#### Task brief
Locate each line in the data below that contains the string "Caption", and copy those lines out. Case counts.

[Part of a data file]
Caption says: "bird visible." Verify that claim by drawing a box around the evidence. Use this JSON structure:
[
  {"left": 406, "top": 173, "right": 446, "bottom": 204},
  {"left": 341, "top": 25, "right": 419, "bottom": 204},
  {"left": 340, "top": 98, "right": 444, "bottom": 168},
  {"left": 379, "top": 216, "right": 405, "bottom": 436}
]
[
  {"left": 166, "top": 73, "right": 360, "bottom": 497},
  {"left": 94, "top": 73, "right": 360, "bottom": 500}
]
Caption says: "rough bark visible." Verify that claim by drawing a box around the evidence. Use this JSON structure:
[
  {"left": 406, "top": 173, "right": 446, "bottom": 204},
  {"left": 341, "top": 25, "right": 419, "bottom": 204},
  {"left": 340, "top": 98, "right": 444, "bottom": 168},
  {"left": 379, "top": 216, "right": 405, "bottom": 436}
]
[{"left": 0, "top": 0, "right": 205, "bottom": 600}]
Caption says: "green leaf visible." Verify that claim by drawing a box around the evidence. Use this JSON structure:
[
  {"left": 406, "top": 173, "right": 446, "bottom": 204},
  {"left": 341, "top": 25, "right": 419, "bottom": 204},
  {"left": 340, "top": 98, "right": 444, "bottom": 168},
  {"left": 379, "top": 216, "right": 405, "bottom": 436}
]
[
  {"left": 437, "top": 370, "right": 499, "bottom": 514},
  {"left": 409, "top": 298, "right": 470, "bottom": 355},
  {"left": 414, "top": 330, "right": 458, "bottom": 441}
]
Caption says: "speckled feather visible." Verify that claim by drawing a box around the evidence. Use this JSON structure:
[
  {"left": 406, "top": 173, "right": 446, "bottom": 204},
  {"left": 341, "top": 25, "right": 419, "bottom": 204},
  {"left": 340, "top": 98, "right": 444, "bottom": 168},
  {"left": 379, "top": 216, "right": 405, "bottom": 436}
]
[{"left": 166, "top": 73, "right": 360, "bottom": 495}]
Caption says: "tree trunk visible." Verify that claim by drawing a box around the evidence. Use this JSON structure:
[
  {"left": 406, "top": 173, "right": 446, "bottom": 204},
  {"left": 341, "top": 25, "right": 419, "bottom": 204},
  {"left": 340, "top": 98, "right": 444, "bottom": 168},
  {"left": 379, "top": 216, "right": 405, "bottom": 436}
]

#### Expected answer
Caption says: "bird visible." Verify that claim by drawing a box around the evidence. Use this JSON structure:
Caption says: "rough bark visible." Verify that claim by drawing a box around the evidence. Use this JSON structure:
Caption says: "green leaf visible." Verify that claim by drawing a box around the evidence. Use this JSON structure:
Caption says: "speckled feather visible." Verify that claim by drawing a box around the evidence. Use this JSON structure:
Caption says: "tree trunk visible." Verify that claim by drawing a box around the evidence. Use this JSON structure:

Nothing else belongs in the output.